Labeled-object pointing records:

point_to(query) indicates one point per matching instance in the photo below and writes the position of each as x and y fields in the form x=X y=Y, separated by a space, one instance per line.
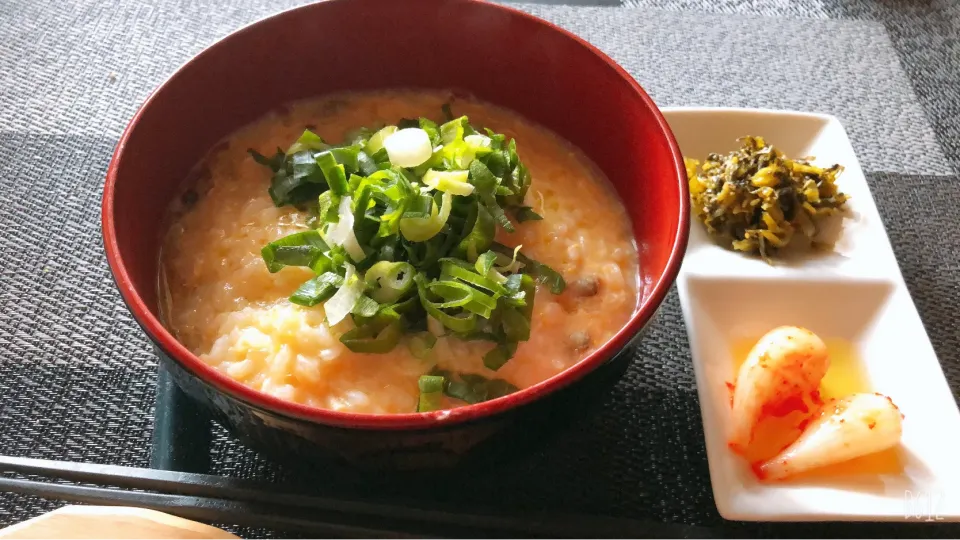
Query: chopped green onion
x=298 y=249
x=390 y=281
x=422 y=229
x=316 y=290
x=334 y=173
x=431 y=393
x=525 y=213
x=544 y=274
x=454 y=182
x=413 y=206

Objective =
Copy the records above word for word, line by line, leaving out the picture.

Exercise answer =
point_to(query) indicates one point per matching instance in the photo below and writes the position of each as x and y fields in the form x=X y=Y, separated by a space, one instance per line.
Query: chopped green onion
x=298 y=249
x=390 y=281
x=422 y=229
x=316 y=290
x=334 y=173
x=431 y=393
x=525 y=213
x=544 y=274
x=454 y=182
x=413 y=206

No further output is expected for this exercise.